┌─ Exercise input

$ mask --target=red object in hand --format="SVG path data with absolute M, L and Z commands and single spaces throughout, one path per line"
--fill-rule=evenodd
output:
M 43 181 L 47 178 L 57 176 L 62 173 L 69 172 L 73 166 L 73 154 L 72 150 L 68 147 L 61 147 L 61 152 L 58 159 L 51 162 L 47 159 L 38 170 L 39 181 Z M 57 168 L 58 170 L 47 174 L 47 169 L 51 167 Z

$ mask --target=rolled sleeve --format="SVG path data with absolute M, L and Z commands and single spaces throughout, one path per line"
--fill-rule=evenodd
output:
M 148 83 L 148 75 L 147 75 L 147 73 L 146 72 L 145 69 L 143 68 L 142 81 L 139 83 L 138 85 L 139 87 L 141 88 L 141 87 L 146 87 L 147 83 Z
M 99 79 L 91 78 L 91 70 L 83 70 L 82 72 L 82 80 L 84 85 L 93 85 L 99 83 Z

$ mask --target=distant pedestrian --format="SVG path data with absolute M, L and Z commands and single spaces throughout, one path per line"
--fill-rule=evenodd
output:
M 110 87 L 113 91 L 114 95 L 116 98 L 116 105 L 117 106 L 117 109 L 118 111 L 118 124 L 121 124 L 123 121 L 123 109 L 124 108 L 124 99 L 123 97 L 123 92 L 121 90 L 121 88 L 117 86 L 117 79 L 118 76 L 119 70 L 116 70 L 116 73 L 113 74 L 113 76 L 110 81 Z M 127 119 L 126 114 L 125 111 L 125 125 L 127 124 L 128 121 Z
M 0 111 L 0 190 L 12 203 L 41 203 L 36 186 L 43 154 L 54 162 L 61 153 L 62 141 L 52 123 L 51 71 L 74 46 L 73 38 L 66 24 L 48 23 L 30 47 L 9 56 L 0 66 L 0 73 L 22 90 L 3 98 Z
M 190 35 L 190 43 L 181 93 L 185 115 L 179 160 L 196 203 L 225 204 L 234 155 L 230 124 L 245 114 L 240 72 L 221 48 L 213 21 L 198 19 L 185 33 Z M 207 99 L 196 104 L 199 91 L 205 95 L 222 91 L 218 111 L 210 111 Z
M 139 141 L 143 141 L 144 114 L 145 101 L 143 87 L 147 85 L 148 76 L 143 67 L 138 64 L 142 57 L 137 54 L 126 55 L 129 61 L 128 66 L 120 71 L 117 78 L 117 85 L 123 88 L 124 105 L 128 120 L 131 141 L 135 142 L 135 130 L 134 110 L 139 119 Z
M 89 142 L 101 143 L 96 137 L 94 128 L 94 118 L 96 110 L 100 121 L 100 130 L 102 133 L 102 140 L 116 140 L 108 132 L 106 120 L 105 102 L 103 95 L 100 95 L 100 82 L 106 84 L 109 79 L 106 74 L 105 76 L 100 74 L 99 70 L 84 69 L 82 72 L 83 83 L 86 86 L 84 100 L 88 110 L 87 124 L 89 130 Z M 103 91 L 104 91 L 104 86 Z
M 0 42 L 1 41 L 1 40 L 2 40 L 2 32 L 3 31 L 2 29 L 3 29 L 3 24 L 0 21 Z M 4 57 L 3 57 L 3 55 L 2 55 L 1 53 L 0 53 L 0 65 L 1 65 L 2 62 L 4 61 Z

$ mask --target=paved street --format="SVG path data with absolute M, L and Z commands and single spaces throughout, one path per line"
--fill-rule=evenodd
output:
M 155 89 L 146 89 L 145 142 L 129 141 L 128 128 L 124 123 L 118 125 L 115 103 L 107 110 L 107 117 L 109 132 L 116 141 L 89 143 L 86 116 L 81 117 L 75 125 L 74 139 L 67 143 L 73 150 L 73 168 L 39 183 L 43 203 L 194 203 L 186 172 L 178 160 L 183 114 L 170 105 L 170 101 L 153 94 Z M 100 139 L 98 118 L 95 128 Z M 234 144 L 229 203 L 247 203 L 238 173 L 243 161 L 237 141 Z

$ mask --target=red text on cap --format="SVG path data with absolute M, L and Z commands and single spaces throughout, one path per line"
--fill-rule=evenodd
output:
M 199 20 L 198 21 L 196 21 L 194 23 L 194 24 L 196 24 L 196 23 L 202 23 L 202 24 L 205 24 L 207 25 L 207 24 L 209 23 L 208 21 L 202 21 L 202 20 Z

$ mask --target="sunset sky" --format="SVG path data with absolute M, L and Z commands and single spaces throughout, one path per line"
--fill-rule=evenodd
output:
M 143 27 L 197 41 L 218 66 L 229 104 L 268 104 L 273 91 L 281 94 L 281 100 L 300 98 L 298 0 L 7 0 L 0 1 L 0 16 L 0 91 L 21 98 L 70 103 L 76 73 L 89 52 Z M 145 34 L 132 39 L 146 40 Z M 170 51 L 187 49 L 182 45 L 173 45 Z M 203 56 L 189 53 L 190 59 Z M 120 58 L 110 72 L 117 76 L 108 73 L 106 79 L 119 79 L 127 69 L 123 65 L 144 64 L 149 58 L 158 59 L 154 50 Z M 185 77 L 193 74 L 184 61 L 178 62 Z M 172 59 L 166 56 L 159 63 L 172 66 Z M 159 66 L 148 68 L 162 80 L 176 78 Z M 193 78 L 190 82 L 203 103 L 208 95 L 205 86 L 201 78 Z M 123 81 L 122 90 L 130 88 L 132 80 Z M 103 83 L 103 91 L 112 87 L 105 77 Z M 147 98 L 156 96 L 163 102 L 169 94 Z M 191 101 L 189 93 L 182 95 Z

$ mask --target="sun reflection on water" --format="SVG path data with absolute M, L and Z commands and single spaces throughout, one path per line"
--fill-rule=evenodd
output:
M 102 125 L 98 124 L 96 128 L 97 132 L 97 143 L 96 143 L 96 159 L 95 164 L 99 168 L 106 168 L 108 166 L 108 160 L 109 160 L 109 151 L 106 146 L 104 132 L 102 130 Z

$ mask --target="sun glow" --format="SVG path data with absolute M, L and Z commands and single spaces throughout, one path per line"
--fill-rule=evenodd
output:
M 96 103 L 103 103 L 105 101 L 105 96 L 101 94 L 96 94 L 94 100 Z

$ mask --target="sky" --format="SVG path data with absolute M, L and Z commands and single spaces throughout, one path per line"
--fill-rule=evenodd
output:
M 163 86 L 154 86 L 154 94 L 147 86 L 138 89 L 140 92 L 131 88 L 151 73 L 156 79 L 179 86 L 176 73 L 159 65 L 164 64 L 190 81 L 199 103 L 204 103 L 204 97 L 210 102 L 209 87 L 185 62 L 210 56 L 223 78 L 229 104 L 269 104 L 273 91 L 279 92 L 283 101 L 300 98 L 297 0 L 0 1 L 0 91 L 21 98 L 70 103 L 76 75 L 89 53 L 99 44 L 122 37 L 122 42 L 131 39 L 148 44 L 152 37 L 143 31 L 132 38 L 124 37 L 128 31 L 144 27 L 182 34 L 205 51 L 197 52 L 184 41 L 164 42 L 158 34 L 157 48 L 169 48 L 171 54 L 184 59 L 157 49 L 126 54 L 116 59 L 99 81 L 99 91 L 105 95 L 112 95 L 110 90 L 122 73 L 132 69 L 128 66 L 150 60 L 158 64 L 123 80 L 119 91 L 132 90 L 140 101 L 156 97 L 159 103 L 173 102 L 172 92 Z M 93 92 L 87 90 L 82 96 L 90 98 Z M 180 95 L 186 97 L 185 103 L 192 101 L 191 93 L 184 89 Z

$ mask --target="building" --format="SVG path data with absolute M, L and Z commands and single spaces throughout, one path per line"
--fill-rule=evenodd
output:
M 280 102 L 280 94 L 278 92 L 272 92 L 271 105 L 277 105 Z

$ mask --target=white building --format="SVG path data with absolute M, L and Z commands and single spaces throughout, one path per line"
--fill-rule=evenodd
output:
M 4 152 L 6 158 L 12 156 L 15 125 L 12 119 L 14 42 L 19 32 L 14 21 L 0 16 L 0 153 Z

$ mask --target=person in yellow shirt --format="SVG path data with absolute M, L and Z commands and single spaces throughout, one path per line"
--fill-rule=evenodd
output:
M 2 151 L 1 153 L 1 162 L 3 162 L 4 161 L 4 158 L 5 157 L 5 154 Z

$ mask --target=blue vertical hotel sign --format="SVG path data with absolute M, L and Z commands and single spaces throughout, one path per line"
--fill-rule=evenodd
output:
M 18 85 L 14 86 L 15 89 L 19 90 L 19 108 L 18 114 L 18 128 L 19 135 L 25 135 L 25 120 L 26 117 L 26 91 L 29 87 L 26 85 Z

└─

# To be done:
Reproduce the items above verbatim, from their first line through the line containing "M 99 79 L 91", including both of those lines.

# Result of the task:
$ mask --target=red object in hand --format="SVG path data with absolute M, L and Z commands and single spaces throughout, one path per line"
--fill-rule=evenodd
output:
M 43 181 L 47 178 L 57 176 L 62 173 L 69 172 L 73 166 L 73 154 L 72 150 L 68 147 L 61 147 L 61 152 L 58 159 L 51 162 L 47 159 L 38 170 L 39 181 Z M 57 168 L 58 170 L 47 174 L 47 169 L 51 167 Z

$ mask --target=rolled sleeve --format="SVG path data with absolute M, L and Z commands and single spaces throughout, one path per line"
--fill-rule=evenodd
output:
M 148 83 L 148 75 L 147 75 L 147 73 L 146 72 L 145 69 L 143 68 L 142 81 L 139 83 L 138 85 L 139 87 L 141 88 L 141 87 L 146 87 L 147 83 Z
M 99 79 L 91 78 L 91 70 L 83 70 L 82 72 L 82 80 L 84 85 L 93 85 L 99 83 Z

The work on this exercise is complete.